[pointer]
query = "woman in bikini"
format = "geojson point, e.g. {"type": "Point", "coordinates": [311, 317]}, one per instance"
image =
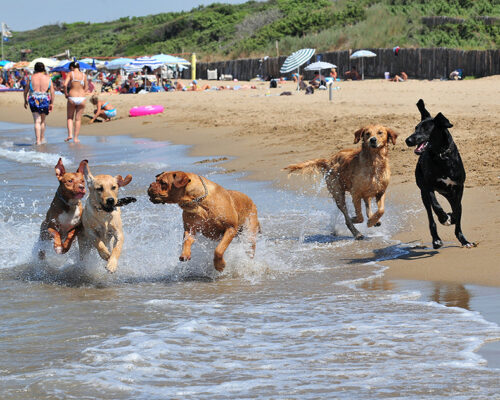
{"type": "Point", "coordinates": [104, 109]}
{"type": "Point", "coordinates": [39, 94]}
{"type": "Point", "coordinates": [77, 85]}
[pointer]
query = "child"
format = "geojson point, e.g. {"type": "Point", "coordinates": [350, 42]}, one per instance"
{"type": "Point", "coordinates": [104, 109]}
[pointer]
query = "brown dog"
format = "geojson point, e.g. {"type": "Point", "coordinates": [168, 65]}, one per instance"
{"type": "Point", "coordinates": [101, 218]}
{"type": "Point", "coordinates": [65, 212]}
{"type": "Point", "coordinates": [207, 208]}
{"type": "Point", "coordinates": [363, 172]}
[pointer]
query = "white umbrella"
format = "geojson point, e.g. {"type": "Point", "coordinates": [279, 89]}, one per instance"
{"type": "Point", "coordinates": [142, 62]}
{"type": "Point", "coordinates": [362, 54]}
{"type": "Point", "coordinates": [295, 60]}
{"type": "Point", "coordinates": [319, 65]}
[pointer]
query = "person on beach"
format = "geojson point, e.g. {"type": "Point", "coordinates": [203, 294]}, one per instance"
{"type": "Point", "coordinates": [353, 74]}
{"type": "Point", "coordinates": [104, 109]}
{"type": "Point", "coordinates": [400, 78]}
{"type": "Point", "coordinates": [39, 94]}
{"type": "Point", "coordinates": [75, 88]}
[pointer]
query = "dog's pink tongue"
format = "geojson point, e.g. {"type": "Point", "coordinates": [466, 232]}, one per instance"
{"type": "Point", "coordinates": [420, 147]}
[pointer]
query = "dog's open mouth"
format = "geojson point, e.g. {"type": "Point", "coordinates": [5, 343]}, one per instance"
{"type": "Point", "coordinates": [107, 208]}
{"type": "Point", "coordinates": [421, 147]}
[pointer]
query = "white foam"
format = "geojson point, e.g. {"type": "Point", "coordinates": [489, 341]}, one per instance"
{"type": "Point", "coordinates": [33, 157]}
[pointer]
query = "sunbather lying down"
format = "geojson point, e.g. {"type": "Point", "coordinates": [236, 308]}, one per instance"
{"type": "Point", "coordinates": [400, 78]}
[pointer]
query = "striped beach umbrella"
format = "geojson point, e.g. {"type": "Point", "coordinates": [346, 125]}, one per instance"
{"type": "Point", "coordinates": [362, 54]}
{"type": "Point", "coordinates": [295, 60]}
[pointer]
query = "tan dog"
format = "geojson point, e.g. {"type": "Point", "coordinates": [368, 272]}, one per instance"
{"type": "Point", "coordinates": [363, 172]}
{"type": "Point", "coordinates": [207, 208]}
{"type": "Point", "coordinates": [63, 218]}
{"type": "Point", "coordinates": [101, 219]}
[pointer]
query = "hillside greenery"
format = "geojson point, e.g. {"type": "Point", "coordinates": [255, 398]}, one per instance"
{"type": "Point", "coordinates": [224, 31]}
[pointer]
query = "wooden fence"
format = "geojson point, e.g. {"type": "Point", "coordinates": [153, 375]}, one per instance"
{"type": "Point", "coordinates": [417, 63]}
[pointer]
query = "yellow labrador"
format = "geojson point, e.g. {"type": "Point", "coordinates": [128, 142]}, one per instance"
{"type": "Point", "coordinates": [101, 218]}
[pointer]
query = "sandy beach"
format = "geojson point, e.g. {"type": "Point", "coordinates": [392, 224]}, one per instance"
{"type": "Point", "coordinates": [261, 132]}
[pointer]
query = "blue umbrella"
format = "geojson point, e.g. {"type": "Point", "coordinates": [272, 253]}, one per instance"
{"type": "Point", "coordinates": [362, 54]}
{"type": "Point", "coordinates": [65, 67]}
{"type": "Point", "coordinates": [118, 63]}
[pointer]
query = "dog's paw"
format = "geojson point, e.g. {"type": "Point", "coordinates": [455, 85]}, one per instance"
{"type": "Point", "coordinates": [437, 244]}
{"type": "Point", "coordinates": [112, 265]}
{"type": "Point", "coordinates": [448, 220]}
{"type": "Point", "coordinates": [219, 264]}
{"type": "Point", "coordinates": [357, 220]}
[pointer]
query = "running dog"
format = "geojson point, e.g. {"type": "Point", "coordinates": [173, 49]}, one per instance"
{"type": "Point", "coordinates": [207, 208]}
{"type": "Point", "coordinates": [101, 218]}
{"type": "Point", "coordinates": [439, 168]}
{"type": "Point", "coordinates": [364, 172]}
{"type": "Point", "coordinates": [63, 218]}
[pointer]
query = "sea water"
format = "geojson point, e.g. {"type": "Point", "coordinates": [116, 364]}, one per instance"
{"type": "Point", "coordinates": [296, 322]}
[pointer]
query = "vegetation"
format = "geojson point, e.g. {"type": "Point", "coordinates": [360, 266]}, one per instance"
{"type": "Point", "coordinates": [252, 29]}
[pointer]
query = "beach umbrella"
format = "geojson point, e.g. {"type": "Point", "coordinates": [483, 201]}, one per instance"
{"type": "Point", "coordinates": [142, 62]}
{"type": "Point", "coordinates": [48, 62]}
{"type": "Point", "coordinates": [319, 65]}
{"type": "Point", "coordinates": [295, 60]}
{"type": "Point", "coordinates": [362, 54]}
{"type": "Point", "coordinates": [171, 60]}
{"type": "Point", "coordinates": [18, 65]}
{"type": "Point", "coordinates": [65, 67]}
{"type": "Point", "coordinates": [118, 63]}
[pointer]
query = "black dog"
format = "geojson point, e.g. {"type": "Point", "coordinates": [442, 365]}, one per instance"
{"type": "Point", "coordinates": [440, 169]}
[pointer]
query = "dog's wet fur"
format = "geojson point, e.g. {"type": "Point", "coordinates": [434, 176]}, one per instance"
{"type": "Point", "coordinates": [439, 168]}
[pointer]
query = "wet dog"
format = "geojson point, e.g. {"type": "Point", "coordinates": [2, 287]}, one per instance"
{"type": "Point", "coordinates": [101, 218]}
{"type": "Point", "coordinates": [208, 209]}
{"type": "Point", "coordinates": [363, 172]}
{"type": "Point", "coordinates": [439, 168]}
{"type": "Point", "coordinates": [63, 218]}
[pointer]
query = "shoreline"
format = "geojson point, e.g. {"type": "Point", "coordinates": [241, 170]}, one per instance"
{"type": "Point", "coordinates": [261, 134]}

☆ ☆ ☆ ☆ ☆ ☆ ☆

WHAT IS NEEDED
Each line of the data is to be duplicated exactly; pictures stay out of the copy.

CORRECT RESULT
[pointer]
query = "woman in bikini"
format = "geojson point, e.g. {"type": "Point", "coordinates": [311, 317]}, one per instance"
image =
{"type": "Point", "coordinates": [104, 109]}
{"type": "Point", "coordinates": [39, 94]}
{"type": "Point", "coordinates": [77, 85]}
[pointer]
query = "child"
format = "geojson point, e.g. {"type": "Point", "coordinates": [350, 42]}, one per instance"
{"type": "Point", "coordinates": [104, 109]}
[pointer]
query = "brown dog"
format = "geojson point, e.g. {"type": "Point", "coordinates": [168, 65]}, one per instance"
{"type": "Point", "coordinates": [101, 218]}
{"type": "Point", "coordinates": [65, 212]}
{"type": "Point", "coordinates": [207, 208]}
{"type": "Point", "coordinates": [363, 172]}
[pointer]
query = "white umbrella"
format = "geojson point, e.g. {"type": "Point", "coordinates": [279, 89]}, one per instance"
{"type": "Point", "coordinates": [142, 62]}
{"type": "Point", "coordinates": [362, 54]}
{"type": "Point", "coordinates": [295, 60]}
{"type": "Point", "coordinates": [319, 65]}
[pointer]
query = "person on beach"
format = "geojson point, e.g. {"type": "Point", "coordinates": [203, 294]}, one per instance"
{"type": "Point", "coordinates": [353, 74]}
{"type": "Point", "coordinates": [104, 109]}
{"type": "Point", "coordinates": [400, 78]}
{"type": "Point", "coordinates": [39, 94]}
{"type": "Point", "coordinates": [75, 88]}
[pointer]
query = "dog's pink tongue"
format = "geojson point, e.g. {"type": "Point", "coordinates": [466, 232]}, one per instance"
{"type": "Point", "coordinates": [420, 147]}
[pointer]
query = "dog's open mouth"
format = "geojson point, e.g. {"type": "Point", "coordinates": [5, 343]}, one per instance"
{"type": "Point", "coordinates": [107, 208]}
{"type": "Point", "coordinates": [421, 147]}
[pointer]
query = "white foam"
format = "geojson point, e.g. {"type": "Point", "coordinates": [489, 341]}, one per instance"
{"type": "Point", "coordinates": [33, 157]}
[pointer]
query = "sunbather lying down"
format = "geojson point, e.g. {"type": "Point", "coordinates": [236, 308]}, one per instance"
{"type": "Point", "coordinates": [400, 78]}
[pointer]
query = "striped beach umbrella"
format = "geojson point, e.g. {"type": "Point", "coordinates": [346, 125]}, one per instance"
{"type": "Point", "coordinates": [362, 54]}
{"type": "Point", "coordinates": [295, 60]}
[pointer]
query = "tan dog"
format = "geojson point, e.g. {"type": "Point", "coordinates": [368, 272]}, one per instance"
{"type": "Point", "coordinates": [363, 172]}
{"type": "Point", "coordinates": [207, 208]}
{"type": "Point", "coordinates": [63, 218]}
{"type": "Point", "coordinates": [101, 219]}
[pointer]
query = "hillside greenery"
format = "geojson point, e.g. {"type": "Point", "coordinates": [255, 398]}, one per instance"
{"type": "Point", "coordinates": [224, 31]}
[pointer]
query = "wooden fence"
format = "geojson point, e.g. {"type": "Point", "coordinates": [153, 375]}, one per instance"
{"type": "Point", "coordinates": [417, 63]}
[pointer]
query = "yellow labrador"
format = "geojson point, e.g. {"type": "Point", "coordinates": [128, 142]}, one per instance"
{"type": "Point", "coordinates": [101, 218]}
[pointer]
query = "sandy beach"
format = "geojson point, e.g. {"type": "Point", "coordinates": [392, 224]}, one per instance"
{"type": "Point", "coordinates": [261, 132]}
[pointer]
query = "blue umbrella"
format = "geojson point, e.g. {"type": "Point", "coordinates": [272, 253]}, one per instance"
{"type": "Point", "coordinates": [362, 54]}
{"type": "Point", "coordinates": [65, 67]}
{"type": "Point", "coordinates": [118, 63]}
[pointer]
query = "dog's paw"
format = "geojson point, e.g. {"type": "Point", "coordinates": [455, 85]}, one per instance"
{"type": "Point", "coordinates": [437, 244]}
{"type": "Point", "coordinates": [112, 265]}
{"type": "Point", "coordinates": [448, 220]}
{"type": "Point", "coordinates": [219, 264]}
{"type": "Point", "coordinates": [357, 220]}
[pointer]
query = "running dog"
format = "geojson point, e.g. {"type": "Point", "coordinates": [173, 49]}, one per instance"
{"type": "Point", "coordinates": [207, 208]}
{"type": "Point", "coordinates": [101, 218]}
{"type": "Point", "coordinates": [439, 168]}
{"type": "Point", "coordinates": [364, 172]}
{"type": "Point", "coordinates": [63, 218]}
[pointer]
query = "sea water"
format = "geojson point, e.g. {"type": "Point", "coordinates": [116, 364]}, one per instance"
{"type": "Point", "coordinates": [296, 322]}
[pointer]
query = "vegetation"
format = "geojson point, e.g. {"type": "Point", "coordinates": [360, 266]}, one per instance"
{"type": "Point", "coordinates": [252, 29]}
[pointer]
query = "beach umbrella"
format = "geojson point, e.g. {"type": "Point", "coordinates": [483, 201]}, one per instance"
{"type": "Point", "coordinates": [142, 62]}
{"type": "Point", "coordinates": [48, 62]}
{"type": "Point", "coordinates": [319, 65]}
{"type": "Point", "coordinates": [295, 60]}
{"type": "Point", "coordinates": [362, 54]}
{"type": "Point", "coordinates": [171, 60]}
{"type": "Point", "coordinates": [18, 65]}
{"type": "Point", "coordinates": [65, 67]}
{"type": "Point", "coordinates": [118, 63]}
[pointer]
query = "black dog"
format = "geojson point, e.g. {"type": "Point", "coordinates": [442, 365]}, one per instance"
{"type": "Point", "coordinates": [440, 169]}
[pointer]
query = "dog's wet fur"
format = "geojson point, e.g. {"type": "Point", "coordinates": [434, 176]}, one per instance"
{"type": "Point", "coordinates": [439, 168]}
[pointer]
query = "wet dog"
format = "geojson point, e.g. {"type": "Point", "coordinates": [2, 287]}, one per instance"
{"type": "Point", "coordinates": [101, 218]}
{"type": "Point", "coordinates": [208, 209]}
{"type": "Point", "coordinates": [363, 172]}
{"type": "Point", "coordinates": [439, 168]}
{"type": "Point", "coordinates": [63, 218]}
[pointer]
query = "shoreline"
format = "geojson point, e.g. {"type": "Point", "coordinates": [241, 170]}, one per instance"
{"type": "Point", "coordinates": [261, 134]}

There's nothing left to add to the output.